Using the data below, show every line where the word "house" occurs.

Items listed in a dataset:
____

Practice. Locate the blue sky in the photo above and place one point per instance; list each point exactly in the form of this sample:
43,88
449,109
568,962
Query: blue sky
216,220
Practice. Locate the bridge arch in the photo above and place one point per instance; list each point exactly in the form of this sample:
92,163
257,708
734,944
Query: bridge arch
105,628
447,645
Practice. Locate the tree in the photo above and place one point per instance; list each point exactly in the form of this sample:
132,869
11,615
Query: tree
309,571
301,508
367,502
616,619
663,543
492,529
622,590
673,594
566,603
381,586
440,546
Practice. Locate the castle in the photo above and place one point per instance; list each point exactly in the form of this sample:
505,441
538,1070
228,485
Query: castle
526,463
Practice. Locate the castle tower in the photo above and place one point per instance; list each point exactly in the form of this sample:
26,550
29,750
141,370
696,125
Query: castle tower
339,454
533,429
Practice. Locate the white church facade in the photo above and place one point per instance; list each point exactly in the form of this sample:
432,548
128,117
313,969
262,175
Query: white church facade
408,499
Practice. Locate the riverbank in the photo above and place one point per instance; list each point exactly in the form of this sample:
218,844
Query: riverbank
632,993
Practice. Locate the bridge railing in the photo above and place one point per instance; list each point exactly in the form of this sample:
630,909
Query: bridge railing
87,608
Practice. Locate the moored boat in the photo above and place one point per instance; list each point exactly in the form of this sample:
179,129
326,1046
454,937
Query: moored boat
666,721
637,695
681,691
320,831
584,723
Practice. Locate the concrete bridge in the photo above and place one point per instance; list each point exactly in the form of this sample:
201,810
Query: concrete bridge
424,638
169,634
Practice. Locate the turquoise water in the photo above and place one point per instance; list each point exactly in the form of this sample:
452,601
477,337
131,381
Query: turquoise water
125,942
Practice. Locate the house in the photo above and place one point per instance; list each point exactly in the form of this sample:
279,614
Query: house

____

* SOLUTION FOR THIS PROBLEM:
Practice. Locate the house in the photo above and place one point per instance; list each point exactly in the form of this sample:
Query: house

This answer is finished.